## Given task a
Duplicate everything in the rows from the line containing "Pick out every instance of the wood grain" down to the final line of the rows, including both ends.

## Text shown
*****

You should also try to run some sort of disk checking utility.  If the OS X version of Disk First Aid is hanging, boot from the OS 9 CD and try the version on there.  It is in the Utilities folder.  If Disk First Aid continues to hang, freeze etc. when checking the disk, this could be a sign of a physical disk failure.  Usually this is also accompanied by odd sounding noises from the hard disk.  If this is the case, I hope you have an external firewire disk or some other removable storage.  The OS 9 boot CD has enough firewire drivers to mount a hard disk.  It might also be able to work with ZIP disks if you have one of those.  I'm probably being a bit of a pessimist here, but over the last two years at work I've had to deal with more failed Mac hard disks than I care to think about.


----------



## Natobasso (Jul 28, 2002)

I had a similar thing happen to me on my new iMac G4/700. Long and short my logic board and Ram went bad which made it impossible for me to boot up from a cd or from either OS X or OS 9. You seem to have it better since your OS X still functions.

Try using a hardware test cd if you have one to determine if your RAM is bad or some other hardware inside your system. DO NOT reinstall your system software as I have heard it wipes your drive and starts over. If you can boot up your computer to either system, use an ethernet cable (one specially made for networking, they are about $17) and connect your Mac to another one, transfer the data, and then try to fix your computer.

The best program I have ever seen for your problem is Disk Warrior from Alsoft. It's the best $60 you will ever spend, and no--I don't work for the company nor am I affiliated with them in any way. Disk Warrior is your best/last line of defence for when things go wrong on your computer. If it's a software thing, even Disk First Aid can possibly solve the problem or at least give you the chance to boot up your computer normally to make repairs.

*****

## Given task b
Go on with the forum thread about troubleshooting a Mac that won't work properly, starting after its last sentence.

## The data

*****

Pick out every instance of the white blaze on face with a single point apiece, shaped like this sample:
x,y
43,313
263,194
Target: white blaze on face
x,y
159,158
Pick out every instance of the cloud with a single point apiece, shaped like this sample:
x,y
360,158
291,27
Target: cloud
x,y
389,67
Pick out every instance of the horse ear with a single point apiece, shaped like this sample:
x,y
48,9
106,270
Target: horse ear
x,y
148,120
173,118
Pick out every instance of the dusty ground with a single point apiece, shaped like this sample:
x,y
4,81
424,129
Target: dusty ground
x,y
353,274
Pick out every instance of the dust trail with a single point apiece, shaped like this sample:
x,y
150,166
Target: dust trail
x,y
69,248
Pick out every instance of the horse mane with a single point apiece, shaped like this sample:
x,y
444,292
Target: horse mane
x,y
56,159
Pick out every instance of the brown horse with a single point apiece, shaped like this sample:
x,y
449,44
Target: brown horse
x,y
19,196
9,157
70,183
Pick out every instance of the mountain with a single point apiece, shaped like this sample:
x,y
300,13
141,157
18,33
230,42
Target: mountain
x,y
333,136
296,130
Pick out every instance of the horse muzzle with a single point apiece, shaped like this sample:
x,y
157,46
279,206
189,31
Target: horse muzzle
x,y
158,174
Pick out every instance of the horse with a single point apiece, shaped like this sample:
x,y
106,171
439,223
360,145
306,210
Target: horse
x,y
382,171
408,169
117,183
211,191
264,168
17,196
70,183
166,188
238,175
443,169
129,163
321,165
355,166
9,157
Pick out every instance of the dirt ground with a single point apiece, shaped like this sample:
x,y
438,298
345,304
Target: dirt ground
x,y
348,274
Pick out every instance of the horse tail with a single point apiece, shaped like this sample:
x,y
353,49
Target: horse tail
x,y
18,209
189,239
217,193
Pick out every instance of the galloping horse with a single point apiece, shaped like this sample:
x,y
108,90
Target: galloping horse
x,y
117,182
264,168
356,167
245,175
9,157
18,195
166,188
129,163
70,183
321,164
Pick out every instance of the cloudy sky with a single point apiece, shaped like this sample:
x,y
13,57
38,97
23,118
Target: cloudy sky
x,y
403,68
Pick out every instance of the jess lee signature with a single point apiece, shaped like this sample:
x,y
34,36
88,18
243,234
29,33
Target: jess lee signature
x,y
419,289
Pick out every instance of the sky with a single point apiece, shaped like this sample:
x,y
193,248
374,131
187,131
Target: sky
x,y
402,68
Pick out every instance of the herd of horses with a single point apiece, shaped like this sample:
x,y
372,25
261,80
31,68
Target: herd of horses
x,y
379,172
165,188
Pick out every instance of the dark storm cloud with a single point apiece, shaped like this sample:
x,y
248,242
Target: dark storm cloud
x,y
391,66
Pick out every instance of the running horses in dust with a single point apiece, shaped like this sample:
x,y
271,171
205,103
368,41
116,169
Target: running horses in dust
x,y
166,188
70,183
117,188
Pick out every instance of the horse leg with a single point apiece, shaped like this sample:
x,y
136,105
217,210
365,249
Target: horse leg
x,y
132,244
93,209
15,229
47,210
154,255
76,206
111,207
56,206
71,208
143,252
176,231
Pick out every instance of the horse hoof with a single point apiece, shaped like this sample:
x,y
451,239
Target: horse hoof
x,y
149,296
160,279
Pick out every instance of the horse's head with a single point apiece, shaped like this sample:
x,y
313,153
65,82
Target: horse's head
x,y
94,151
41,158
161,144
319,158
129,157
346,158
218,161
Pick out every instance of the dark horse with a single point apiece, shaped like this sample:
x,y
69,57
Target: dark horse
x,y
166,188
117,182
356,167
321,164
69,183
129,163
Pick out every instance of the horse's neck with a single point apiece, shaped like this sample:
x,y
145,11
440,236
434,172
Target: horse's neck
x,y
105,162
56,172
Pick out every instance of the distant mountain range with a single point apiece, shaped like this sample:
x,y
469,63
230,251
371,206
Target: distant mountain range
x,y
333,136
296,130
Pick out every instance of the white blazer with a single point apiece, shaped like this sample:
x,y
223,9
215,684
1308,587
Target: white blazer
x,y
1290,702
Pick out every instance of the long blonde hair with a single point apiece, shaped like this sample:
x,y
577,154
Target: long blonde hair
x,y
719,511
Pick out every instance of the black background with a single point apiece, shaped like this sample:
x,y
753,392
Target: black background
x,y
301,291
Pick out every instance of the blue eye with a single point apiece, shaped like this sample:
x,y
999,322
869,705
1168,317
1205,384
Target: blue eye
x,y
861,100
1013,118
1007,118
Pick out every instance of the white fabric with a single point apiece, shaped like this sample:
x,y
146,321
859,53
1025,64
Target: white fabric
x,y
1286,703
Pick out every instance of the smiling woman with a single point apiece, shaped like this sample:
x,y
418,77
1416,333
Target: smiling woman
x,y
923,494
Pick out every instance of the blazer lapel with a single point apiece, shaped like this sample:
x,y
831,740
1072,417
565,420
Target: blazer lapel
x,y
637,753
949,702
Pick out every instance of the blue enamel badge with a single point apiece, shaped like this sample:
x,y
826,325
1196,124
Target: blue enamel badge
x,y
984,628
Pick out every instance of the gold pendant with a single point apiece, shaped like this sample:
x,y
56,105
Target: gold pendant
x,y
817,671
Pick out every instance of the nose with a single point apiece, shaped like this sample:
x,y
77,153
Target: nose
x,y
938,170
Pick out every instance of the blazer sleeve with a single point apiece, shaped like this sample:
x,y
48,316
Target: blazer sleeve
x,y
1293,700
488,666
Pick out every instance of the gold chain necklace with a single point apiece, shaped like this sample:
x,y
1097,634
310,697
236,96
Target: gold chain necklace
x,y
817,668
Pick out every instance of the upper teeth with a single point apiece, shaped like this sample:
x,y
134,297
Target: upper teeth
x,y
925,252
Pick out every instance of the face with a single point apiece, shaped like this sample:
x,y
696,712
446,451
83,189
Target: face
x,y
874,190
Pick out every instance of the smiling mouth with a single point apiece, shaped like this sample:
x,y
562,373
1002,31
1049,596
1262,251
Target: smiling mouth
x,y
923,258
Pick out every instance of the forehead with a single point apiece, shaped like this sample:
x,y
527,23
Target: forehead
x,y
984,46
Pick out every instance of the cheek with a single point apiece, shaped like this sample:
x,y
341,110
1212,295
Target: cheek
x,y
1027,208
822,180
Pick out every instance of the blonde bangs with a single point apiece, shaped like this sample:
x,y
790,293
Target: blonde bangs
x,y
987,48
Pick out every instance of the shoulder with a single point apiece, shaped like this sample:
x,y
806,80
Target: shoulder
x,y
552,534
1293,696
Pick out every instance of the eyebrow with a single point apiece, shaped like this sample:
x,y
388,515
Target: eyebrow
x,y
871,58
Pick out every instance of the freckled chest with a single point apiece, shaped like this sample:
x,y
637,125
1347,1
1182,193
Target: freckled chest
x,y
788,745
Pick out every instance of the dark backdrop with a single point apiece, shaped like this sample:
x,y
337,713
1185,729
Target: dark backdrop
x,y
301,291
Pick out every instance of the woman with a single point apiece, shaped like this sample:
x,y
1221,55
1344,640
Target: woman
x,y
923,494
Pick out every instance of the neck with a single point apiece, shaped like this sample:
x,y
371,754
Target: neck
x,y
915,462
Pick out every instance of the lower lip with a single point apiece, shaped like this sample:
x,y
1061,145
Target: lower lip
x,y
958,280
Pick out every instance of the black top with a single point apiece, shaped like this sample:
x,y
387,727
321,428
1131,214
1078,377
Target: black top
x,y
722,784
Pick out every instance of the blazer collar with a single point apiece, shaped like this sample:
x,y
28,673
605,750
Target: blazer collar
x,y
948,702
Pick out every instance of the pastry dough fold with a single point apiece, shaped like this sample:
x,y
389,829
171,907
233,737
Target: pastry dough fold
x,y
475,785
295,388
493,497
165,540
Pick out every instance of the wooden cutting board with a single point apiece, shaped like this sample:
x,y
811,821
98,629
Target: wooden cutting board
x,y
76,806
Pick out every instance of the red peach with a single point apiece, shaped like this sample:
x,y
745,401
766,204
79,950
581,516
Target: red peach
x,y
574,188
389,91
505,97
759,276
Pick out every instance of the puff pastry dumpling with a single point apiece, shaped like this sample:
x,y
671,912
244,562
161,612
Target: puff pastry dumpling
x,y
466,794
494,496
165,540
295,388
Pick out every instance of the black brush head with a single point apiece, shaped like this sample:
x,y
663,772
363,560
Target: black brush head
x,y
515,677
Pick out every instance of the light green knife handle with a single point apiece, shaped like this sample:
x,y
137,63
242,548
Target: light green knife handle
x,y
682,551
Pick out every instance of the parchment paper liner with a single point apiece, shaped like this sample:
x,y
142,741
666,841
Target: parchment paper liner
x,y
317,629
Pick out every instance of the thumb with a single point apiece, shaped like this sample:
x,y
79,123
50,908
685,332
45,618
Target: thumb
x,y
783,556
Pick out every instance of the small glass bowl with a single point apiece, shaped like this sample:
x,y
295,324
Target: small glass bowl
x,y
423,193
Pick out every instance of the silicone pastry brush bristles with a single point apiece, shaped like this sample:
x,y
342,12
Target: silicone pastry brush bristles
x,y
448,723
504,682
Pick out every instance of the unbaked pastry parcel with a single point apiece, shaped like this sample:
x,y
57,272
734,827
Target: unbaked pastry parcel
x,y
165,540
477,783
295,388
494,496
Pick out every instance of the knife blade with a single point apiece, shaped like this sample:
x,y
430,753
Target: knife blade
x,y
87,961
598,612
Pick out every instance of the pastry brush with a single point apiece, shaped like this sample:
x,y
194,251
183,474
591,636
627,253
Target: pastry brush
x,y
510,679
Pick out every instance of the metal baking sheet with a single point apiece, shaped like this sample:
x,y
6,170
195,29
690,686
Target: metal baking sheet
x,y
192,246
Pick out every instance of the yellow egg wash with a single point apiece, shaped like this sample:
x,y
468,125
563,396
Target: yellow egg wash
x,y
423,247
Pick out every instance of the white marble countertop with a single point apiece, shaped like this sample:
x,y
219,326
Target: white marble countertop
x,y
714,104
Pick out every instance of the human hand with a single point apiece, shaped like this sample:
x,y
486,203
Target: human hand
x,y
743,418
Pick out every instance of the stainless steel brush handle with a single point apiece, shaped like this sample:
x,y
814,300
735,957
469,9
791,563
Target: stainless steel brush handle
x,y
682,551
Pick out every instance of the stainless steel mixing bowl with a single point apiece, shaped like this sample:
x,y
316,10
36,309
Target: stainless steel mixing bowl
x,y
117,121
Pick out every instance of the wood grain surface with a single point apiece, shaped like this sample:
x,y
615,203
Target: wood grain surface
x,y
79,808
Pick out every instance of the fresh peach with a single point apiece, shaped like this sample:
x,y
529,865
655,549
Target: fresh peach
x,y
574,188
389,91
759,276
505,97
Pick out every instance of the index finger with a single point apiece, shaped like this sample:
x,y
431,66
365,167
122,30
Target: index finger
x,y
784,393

*****

## Written reply a
Pick out every instance of the wood grain surface with a single point apiece, shaped like this sample:
x,y
615,203
Target: wood grain surface
x,y
79,808
Pick out every instance of the fresh peach with a single point apiece, shaped like this sample:
x,y
529,865
655,549
Target: fresh peach
x,y
574,188
389,91
759,276
505,97
Pick out every instance of the index finger with a single point apiece, shaped like this sample:
x,y
431,66
365,167
122,30
Target: index finger
x,y
784,393

## Written reply b
Two other things to try are zapping your PRAM (hold option + command + shift + p + r and wait for the restart tone to happen three times, then rebuild your desktop with command + option key until you get the message, "are you sure you want to rebuild your desktop?")

Let me know if any of this helps you. To choose which system you want at start up, hold the option key when booting and you will see a basic blue screen with your available hard drives/cd drive shown. Choose the one you want and hit the arrow on the right. The arrow on the left lets you choose the system you want.


----------



## cwoody222 (Jul 28, 2002)

Thanks for the help guys.  Here's what happened.

Well, OS 9 wouldn't boot.  I was able to get to 9 using a boot CD.  I ran Disk First Aid.  It said it found errors and fixed them.  I was able to boot into 9 without a CD just ONCE before the problem came back.

Once in 9 I tried to switch back to 10 using the Startup Disk control panel.  10 would not start either 

I could get to 10 using a 10 boot CD but when I would run Disk First Aid in 10 it would stall.

The next day (this was about two weeks ago) I went to my local Apple store and they suggested buying Disk Warrior.  I did.

When I used that I was able to 'fix' 9 but I had already re-installed the system over a few times (not losing any data) so my system was already kinda messed up.  Disk Warror had no effect on fixing 10 

So, since I was able to at least get into 9 now I decided just to take a bunch of files, burn them onto a CD and wipe the system clean and do a fresh reinstall of both OSes.

It's just a home computer - nothing super important is on it.

My biggest loss was my pirated version of Quicken and all my Quicken data.  I got another pirated version and have started getting some of my accounts set back up - not a big deal.

I was able to save most other frivolous files - like MP3s and stuff.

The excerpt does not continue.